Text to read:
12/31/2014 01:26 pm ET Updated Dec 06, 2017

The (Not So) Curious Case of Galaxy IC 335

This odd-looking galaxy has recently become famous in the media, not for what it has but for what is missing!


IC 335 (credit: Hubble)

A recent Hubble image of this galaxy shows it to be a star-filled galaxy with a flat shape not unlike our own Milky Way. But whereas the Milky Way contains vast collections of nebulae and dust clouds, IC 335 seems to have none of this "interstellar medium." A look behind the curtain gives us clues to how two similar galaxies like IC 335 and the Milky Way could turn out so differently.

Nature vs. Nurture: IC 335 Didn't Start Out Looking This Way

This galaxy is a member of a large cluster of galaxies located in the constellation Fornax, at a distance of about 60 million light-years from the Milky Way. The Fornax Cluster contains about 100 galaxies within a volume of space only 10 million light-years across, making it a very tight family of galaxies traveling through space at several million miles per hour. The vast majority of the galaxies in this cluster are only 30,000 to 50,000 light-years across, including IC 335, but NGC 1316 and NGC 1365 are as large as our Milky Way and over 200,000 light-years in diameter. These are the two linchpin galaxies in the Fornax Cluster whose enormous gravity bends the motions of all other galaxies in the cluster so that they orbit these two mass centers. These two galaxies are also interacting with each other and, over billions of years, will probably fall together to create a ginormous "super galaxy."


Fornax Cluster (credit: Hubble)

Astronomers have also found over the years that the space between these member galaxies is filled by a hot X-ray-emitting gas, as well as by individual intergalactic stars that are not bound to any one of the member galaxies. In fact, 10 percent of all stars in the Fornax Cluster are found between the galaxies and not within the galaxies! This is a sure sign that the Fornax Cluster has been the site of many galaxy smashups over the last few billions of years. In fact, NGC 1316 is a complex, massive galaxy that is also the strongest radio-emitting object in this cluster and was called Fornax A in the early days of radio astronomy. It is the fourth-brightest radio source in the sky! The shape of this galaxy shows the signs of many collisions and cannibalism events, but Fornax A is particularly famous as one of the nearest supermassive black holes, weighing in at a gargantuan 150 million times the mass of our Sun.

When galaxies collide, things get very messy. Whatever gas may have been present in the colliding galaxies can be compressed to trigger new rounds of star-forming activity, or the gas can become superheated and get ejected from the galaxy "train wreck." Even individual stars that were minding their own business can get slingshot out of their host galaxy and cast adrift in intergalactic space. All these things have been observed in the Fornax Cluster.

Galaxy collisions are a gift that keeps on giving. Although the tenuous hot gas between the galaxies seems pretty dilute, it can act like slow-acting sandpaper on the gas and dust within other member galaxies. Over time the heated gas can cause the gas within smaller galaxies to be evaporated away, leaving behind only the stars in the galaxy.

The most common types of galaxies you find in dense clusters of galaxies are the so-called lenticular or elliptical galaxies. These are round or flat-looking galaxies that show little or no signs of having an interstellar medium. For some of these galaxies, the gas and dust they had was ejected during their collisions with other nearby galaxies. The gas and dust can also be consumed during the star-building process that is triggered by the collisions. This is probably what is happening in the giant galaxy NGC 1316. You can even see its companion galaxy NGC 1317 diving in for its last encounter!

Data section:
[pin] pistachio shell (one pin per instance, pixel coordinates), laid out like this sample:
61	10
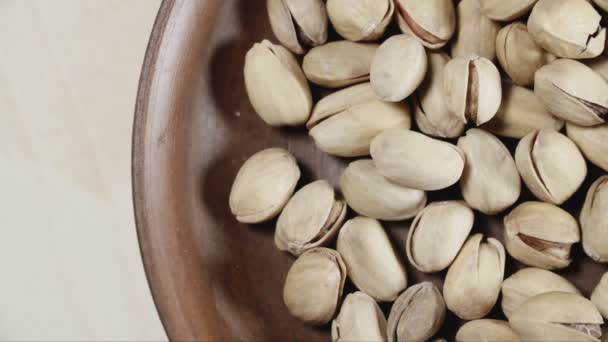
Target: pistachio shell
416	161
263	185
472	284
551	165
541	235
276	86
371	261
310	219
398	68
388	201
437	234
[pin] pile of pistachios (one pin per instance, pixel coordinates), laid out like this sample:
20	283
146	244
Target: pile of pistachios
467	75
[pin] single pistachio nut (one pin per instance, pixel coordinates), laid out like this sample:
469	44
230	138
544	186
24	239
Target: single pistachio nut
276	86
388	201
557	316
417	314
314	285
432	116
528	283
298	24
370	259
573	92
472	89
339	64
472	284
263	185
310	219
541	235
398	68
551	165
567	28
476	33
521	112
437	235
416	161
431	22
518	54
360	319
360	20
490	182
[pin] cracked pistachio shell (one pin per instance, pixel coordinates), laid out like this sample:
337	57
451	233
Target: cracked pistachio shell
483	330
472	284
310	219
360	319
594	221
344	123
573	92
437	234
417	314
490	182
263	185
314	285
398	68
416	161
557	316
432	117
551	165
298	24
476	33
521	112
519	55
276	86
431	22
472	89
372	263
528	283
541	235
567	28
339	64
388	201
360	20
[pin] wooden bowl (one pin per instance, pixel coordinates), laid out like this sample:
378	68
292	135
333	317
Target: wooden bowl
211	277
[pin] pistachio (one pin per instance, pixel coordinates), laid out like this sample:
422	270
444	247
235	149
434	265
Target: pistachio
557	316
360	20
541	235
551	165
416	161
398	68
472	284
472	88
432	117
518	54
573	92
388	201
490	182
298	24
370	259
567	28
528	283
338	64
437	234
276	86
314	284
521	112
476	33
431	22
360	319
263	185
310	219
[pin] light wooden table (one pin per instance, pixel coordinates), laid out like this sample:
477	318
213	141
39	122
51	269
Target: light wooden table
70	263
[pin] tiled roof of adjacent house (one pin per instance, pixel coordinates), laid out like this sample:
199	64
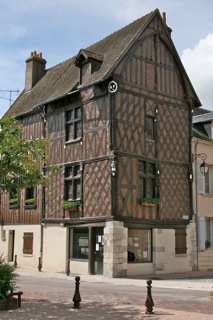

Written tasks:
a – In the article about galaxy IC 335, what percentage of the stars in the Fornax Cluster are found between the galaxies?
b – Continue the article about galaxy IC 335 from the point where it stops.

Responses to the tasks:
a – 10 percent

b –
The other massive galaxy in Fornax, NGC 1365, looks like a beautiful spiral galaxy and is called the Great Barred Spiral Galaxy in Fornax. We think that spiral galaxies probably form from ancient galaxy collisions where the galaxies grazed each other rather than from head-on events. What is left behind is often a beautiful pinwheel form, with gas and dust clouds sluggishly producing new stars over the course of billions of years. Our Milky Way is like that. We know it has experienced collisions in its past, but these were mostly cannibalism events involving much smaller galaxies.

Finally, near the center of the cluster, we have NGC 1399, which is a giant elliptical galaxy about 250,000 light-years across, with a 500-million-solar-mass black hole in its center. The galaxy itself contains about 4 trillion times the mass of our Sun in stars. It also has a hot halo of X-ray-emitting gas that surrounds it out to a distance of 400,000 light-years.

But What About IC 335?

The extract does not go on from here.